- [Provided passage]

---+---

On 02/05/17 16:03, Michal Hocko wrote:

> I can imagine that we could make ZONE_CMA configurable in a way that
> only very well defined use cases would be supported so that we can save
> page flags space. But this alone sounds like a maintainability nightmare
> to me. Especially when I consider ZONE_DMA situation. There is simply
> not an easy way to find out whether my HW really needs DMA zone or
> not. Most probably not but it still is configured and hidden behind
> config ZONE_DMA
>         bool "DMA memory allocation support" if EXPERT
>         default y
>         help
>           DMA memory allocation support allows devices with less than 32-bit
>           addressing to allocate within the first 16MB of address space.
>           Disable if no such devices will be used.
> 
>           If unsure, say Y.
> 
> Are we really ready to add another thing like that? How are distribution
> kernels going to handle that?

---+---

[Dataset excerpt]
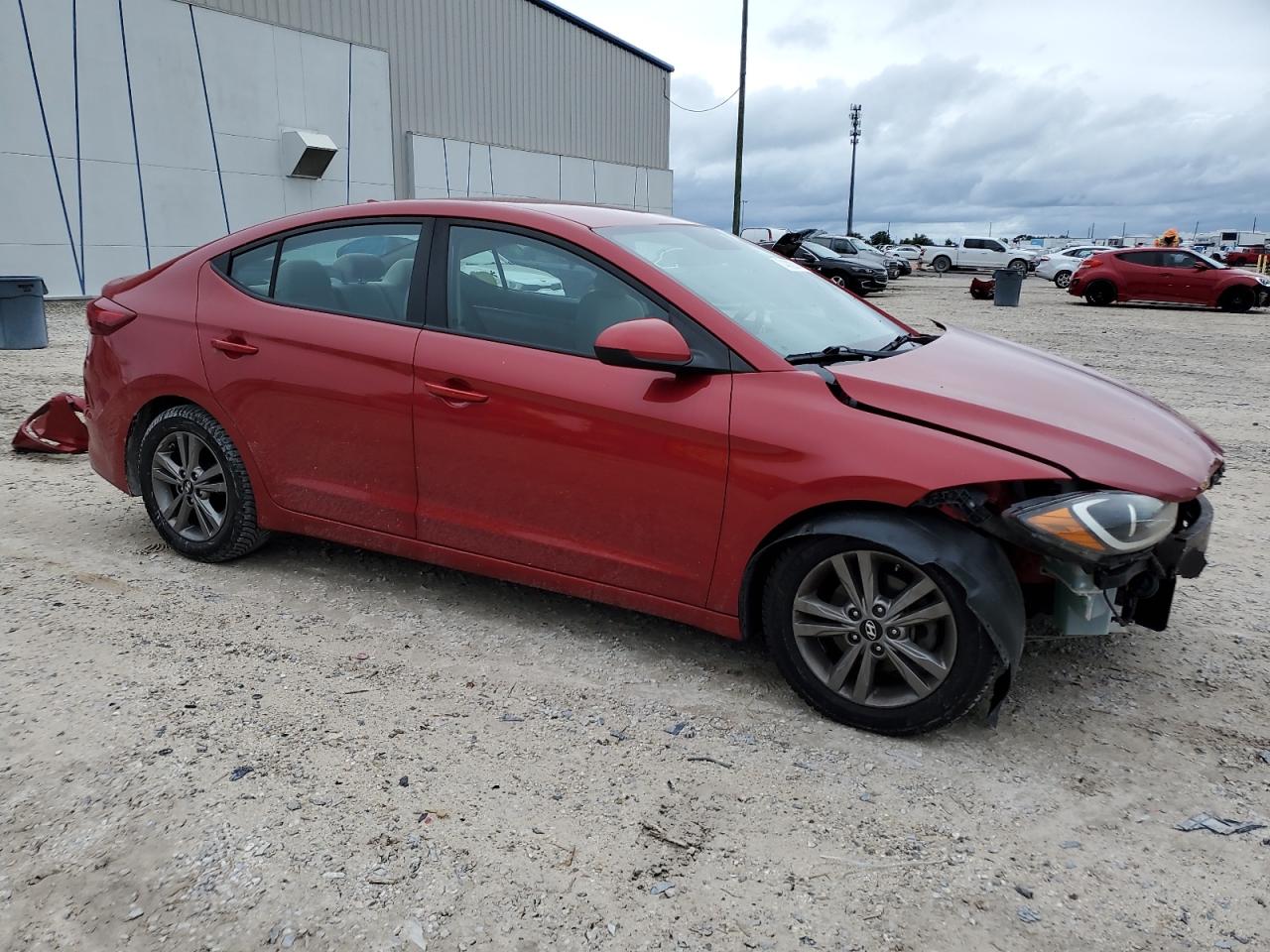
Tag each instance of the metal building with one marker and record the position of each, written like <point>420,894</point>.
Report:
<point>135,130</point>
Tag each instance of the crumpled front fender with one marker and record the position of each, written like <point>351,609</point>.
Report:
<point>975,562</point>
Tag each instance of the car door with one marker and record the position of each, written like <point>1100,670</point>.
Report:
<point>1193,281</point>
<point>308,343</point>
<point>531,451</point>
<point>1144,277</point>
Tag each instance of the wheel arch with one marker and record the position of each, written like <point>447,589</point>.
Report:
<point>976,562</point>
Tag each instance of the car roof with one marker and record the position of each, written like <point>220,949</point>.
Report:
<point>548,216</point>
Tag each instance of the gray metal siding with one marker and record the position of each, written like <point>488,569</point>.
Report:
<point>499,71</point>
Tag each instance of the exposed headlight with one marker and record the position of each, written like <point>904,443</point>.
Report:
<point>1096,525</point>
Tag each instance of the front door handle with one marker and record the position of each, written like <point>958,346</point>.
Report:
<point>454,395</point>
<point>235,348</point>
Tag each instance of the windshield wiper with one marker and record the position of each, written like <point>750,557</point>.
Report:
<point>835,353</point>
<point>849,353</point>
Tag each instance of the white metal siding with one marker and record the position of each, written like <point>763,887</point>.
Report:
<point>499,71</point>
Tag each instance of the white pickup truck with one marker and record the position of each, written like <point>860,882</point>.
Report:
<point>980,253</point>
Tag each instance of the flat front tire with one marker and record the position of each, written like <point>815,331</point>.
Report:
<point>874,640</point>
<point>195,488</point>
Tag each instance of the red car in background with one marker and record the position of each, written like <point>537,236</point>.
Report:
<point>1169,276</point>
<point>651,413</point>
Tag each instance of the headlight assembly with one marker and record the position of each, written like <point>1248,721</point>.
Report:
<point>1096,525</point>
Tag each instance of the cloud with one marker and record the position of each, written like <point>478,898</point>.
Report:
<point>810,33</point>
<point>951,145</point>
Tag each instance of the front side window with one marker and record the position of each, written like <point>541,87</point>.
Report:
<point>522,291</point>
<point>362,271</point>
<point>784,304</point>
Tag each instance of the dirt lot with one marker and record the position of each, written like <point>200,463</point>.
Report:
<point>443,761</point>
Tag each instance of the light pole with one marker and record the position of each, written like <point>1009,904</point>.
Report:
<point>855,141</point>
<point>740,119</point>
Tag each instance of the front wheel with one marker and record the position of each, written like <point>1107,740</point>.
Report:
<point>871,639</point>
<point>1238,299</point>
<point>195,486</point>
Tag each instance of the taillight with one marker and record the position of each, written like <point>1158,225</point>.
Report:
<point>104,316</point>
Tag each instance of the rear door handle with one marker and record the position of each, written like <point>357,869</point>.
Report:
<point>454,395</point>
<point>235,348</point>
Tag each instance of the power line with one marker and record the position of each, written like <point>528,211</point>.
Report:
<point>711,108</point>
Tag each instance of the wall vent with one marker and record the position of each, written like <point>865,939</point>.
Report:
<point>307,154</point>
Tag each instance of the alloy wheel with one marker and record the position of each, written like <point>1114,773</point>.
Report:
<point>875,629</point>
<point>190,486</point>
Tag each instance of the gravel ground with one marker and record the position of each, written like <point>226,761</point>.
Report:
<point>327,749</point>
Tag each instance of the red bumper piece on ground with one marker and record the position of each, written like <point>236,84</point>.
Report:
<point>54,428</point>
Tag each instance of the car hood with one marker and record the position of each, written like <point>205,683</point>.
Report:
<point>1043,407</point>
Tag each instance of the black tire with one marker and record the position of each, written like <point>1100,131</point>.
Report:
<point>1101,294</point>
<point>238,534</point>
<point>970,671</point>
<point>1238,299</point>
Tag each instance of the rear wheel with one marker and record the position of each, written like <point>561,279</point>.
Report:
<point>195,486</point>
<point>1100,293</point>
<point>1237,299</point>
<point>871,639</point>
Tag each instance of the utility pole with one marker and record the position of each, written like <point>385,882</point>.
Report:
<point>855,141</point>
<point>740,119</point>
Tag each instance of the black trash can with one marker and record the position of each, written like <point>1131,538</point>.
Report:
<point>1010,284</point>
<point>22,313</point>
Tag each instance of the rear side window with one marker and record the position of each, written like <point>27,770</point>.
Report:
<point>362,271</point>
<point>1147,258</point>
<point>253,270</point>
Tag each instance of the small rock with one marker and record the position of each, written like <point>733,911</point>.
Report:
<point>413,933</point>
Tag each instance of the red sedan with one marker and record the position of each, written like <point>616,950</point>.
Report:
<point>654,414</point>
<point>1169,276</point>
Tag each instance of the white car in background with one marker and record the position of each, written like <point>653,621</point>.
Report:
<point>1060,266</point>
<point>911,252</point>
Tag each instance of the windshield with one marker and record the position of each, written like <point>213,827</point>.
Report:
<point>780,302</point>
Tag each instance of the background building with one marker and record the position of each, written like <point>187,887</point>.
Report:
<point>134,130</point>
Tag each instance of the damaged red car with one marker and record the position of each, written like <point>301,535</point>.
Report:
<point>649,413</point>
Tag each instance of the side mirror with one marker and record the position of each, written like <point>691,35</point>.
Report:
<point>649,343</point>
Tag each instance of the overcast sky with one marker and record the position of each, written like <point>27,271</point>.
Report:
<point>1038,117</point>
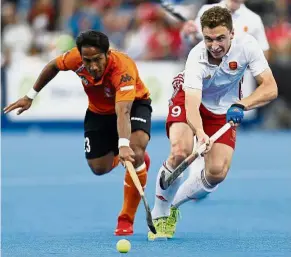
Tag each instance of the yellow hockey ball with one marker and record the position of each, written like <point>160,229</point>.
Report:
<point>123,246</point>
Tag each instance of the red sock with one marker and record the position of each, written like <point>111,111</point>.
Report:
<point>131,195</point>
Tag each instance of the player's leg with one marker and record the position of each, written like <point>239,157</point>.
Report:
<point>100,142</point>
<point>181,139</point>
<point>141,126</point>
<point>202,180</point>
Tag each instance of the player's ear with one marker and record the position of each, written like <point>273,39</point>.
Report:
<point>232,34</point>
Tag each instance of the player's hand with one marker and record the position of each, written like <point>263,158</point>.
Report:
<point>203,138</point>
<point>126,154</point>
<point>188,28</point>
<point>22,104</point>
<point>235,114</point>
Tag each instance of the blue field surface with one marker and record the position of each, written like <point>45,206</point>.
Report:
<point>52,205</point>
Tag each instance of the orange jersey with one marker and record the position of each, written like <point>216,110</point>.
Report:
<point>120,81</point>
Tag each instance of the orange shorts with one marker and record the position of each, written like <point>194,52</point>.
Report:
<point>211,122</point>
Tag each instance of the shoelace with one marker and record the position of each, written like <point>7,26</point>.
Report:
<point>174,217</point>
<point>162,223</point>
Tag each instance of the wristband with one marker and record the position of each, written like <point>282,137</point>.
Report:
<point>123,142</point>
<point>32,93</point>
<point>239,106</point>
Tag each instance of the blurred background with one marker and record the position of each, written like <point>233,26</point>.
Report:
<point>35,31</point>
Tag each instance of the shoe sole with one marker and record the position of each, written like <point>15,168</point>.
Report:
<point>123,234</point>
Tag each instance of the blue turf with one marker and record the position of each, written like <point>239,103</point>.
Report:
<point>52,205</point>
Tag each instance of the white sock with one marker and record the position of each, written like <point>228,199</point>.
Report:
<point>164,198</point>
<point>195,186</point>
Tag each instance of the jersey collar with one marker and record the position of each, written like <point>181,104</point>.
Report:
<point>109,63</point>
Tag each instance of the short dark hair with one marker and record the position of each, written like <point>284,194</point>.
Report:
<point>93,38</point>
<point>216,16</point>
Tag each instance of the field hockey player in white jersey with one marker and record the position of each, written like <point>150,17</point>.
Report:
<point>245,21</point>
<point>207,96</point>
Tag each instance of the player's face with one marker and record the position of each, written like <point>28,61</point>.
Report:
<point>94,60</point>
<point>217,40</point>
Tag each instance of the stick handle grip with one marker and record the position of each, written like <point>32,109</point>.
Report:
<point>134,177</point>
<point>214,137</point>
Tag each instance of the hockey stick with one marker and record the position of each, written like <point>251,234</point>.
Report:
<point>138,186</point>
<point>165,183</point>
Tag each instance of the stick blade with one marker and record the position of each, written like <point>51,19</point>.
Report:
<point>163,182</point>
<point>149,216</point>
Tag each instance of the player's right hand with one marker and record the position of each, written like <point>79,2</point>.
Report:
<point>188,28</point>
<point>203,138</point>
<point>22,104</point>
<point>126,154</point>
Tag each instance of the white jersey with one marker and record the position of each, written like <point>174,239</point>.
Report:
<point>244,21</point>
<point>220,85</point>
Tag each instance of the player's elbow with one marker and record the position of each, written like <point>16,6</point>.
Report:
<point>272,92</point>
<point>123,108</point>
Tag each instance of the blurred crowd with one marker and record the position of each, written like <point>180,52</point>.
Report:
<point>46,28</point>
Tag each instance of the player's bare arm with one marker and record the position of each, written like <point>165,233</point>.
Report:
<point>24,103</point>
<point>123,109</point>
<point>192,103</point>
<point>266,91</point>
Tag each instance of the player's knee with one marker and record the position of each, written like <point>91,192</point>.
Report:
<point>179,152</point>
<point>139,155</point>
<point>218,171</point>
<point>98,169</point>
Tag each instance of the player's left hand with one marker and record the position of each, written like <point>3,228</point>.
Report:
<point>235,114</point>
<point>126,154</point>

---+---

- [Written request] In the mailing-list message, why does the writer call a configurable ZONE_CMA a maintainability nightmare? Explain in one to three sentences. Answer using only what the mailing-list message says.

- [The answer] The writer points to the ZONE_DMA situation as the warning case. There is no easy way to find out whether the hardware really needs the DMA zone, so even though it most probably does not, the option stays configured, defaulting to yes and hidden behind EXPERT.